Excerpted passage:
┏━━

What is FGM?
Female Genital Mutilation (FGM) happens any time the external female genitalia (including the labia and clitoris) are deliberately cut, injured or changed, but where there's no medical reason for this to be done.
The Scottish Government's formal statement opposing FGM explains that FGM is:
- illegal in Scotland and the UK
- usually carried out on young girls between infancy and the age of 15
- a form of violence against women and girls
- never needed for medical reasons
- not approved by any religion
FGM is also known as "female circumcision" or "cutting", and by other terms such as khatna, sunna, gudniin, halalays, tahur, megrez and khitan, among others.
FGM interferes with the natural functions of a woman or girl's body and can seriously harm their health. It can cause long-term problems with sex, childbirth and mental health. FGM is against a person's rights to:
- health, security and physical integrity
- freedom from torture and cruel, inhuman or degrading treatment
- life (when the procedure results in death)
The law on FGM
Anyone found guilty of carrying out FGM – or helping it to take place – faces up to 14 years in prison, a fine or both. A UK national or permanent UK resident is guilty of a crime if they carry out FGM outside of Scotland or help arrange for it to be done.
FGM has been illegal in Scotland since 1985. The Female Genital Mutilation (Scotland) Act 2005 brought back into effect the legal powers of the Prohibition of Female Genital Mutilation (Scotland) Act 2005. It also extended women's legal protection by making it a criminal offence to have FGM carried out either in Scotland or outside the country. FGM is also illegal throughout the UK.

┗━━

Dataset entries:
┏━━

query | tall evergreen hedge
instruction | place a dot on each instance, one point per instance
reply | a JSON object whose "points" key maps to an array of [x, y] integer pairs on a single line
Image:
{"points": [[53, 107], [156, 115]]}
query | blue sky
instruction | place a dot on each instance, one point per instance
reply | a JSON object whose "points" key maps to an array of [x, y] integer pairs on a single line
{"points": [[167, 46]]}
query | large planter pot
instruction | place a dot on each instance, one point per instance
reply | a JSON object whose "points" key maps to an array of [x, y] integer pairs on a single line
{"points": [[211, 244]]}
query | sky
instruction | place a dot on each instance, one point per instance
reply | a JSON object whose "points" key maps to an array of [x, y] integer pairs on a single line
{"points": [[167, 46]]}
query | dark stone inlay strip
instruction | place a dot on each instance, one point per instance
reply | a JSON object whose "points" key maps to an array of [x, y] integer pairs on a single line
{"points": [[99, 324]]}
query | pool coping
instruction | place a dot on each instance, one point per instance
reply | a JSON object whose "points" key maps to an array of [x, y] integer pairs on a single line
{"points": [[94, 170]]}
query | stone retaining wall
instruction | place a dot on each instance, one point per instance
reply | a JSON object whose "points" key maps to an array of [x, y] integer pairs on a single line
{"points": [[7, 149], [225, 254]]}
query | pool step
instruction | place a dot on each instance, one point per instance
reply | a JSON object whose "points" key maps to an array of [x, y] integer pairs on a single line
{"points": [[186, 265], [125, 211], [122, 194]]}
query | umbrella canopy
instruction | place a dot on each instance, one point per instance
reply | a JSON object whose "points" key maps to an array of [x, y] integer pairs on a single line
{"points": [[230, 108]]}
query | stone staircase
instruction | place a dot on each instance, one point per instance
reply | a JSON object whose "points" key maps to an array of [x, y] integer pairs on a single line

┗━━

Task prompt: According to the text on FGM, what is the longest prison term someone found guilty of carrying out FGM can face? Nothing in the listing is needed here.

Result of the exercise: Up to 14 years.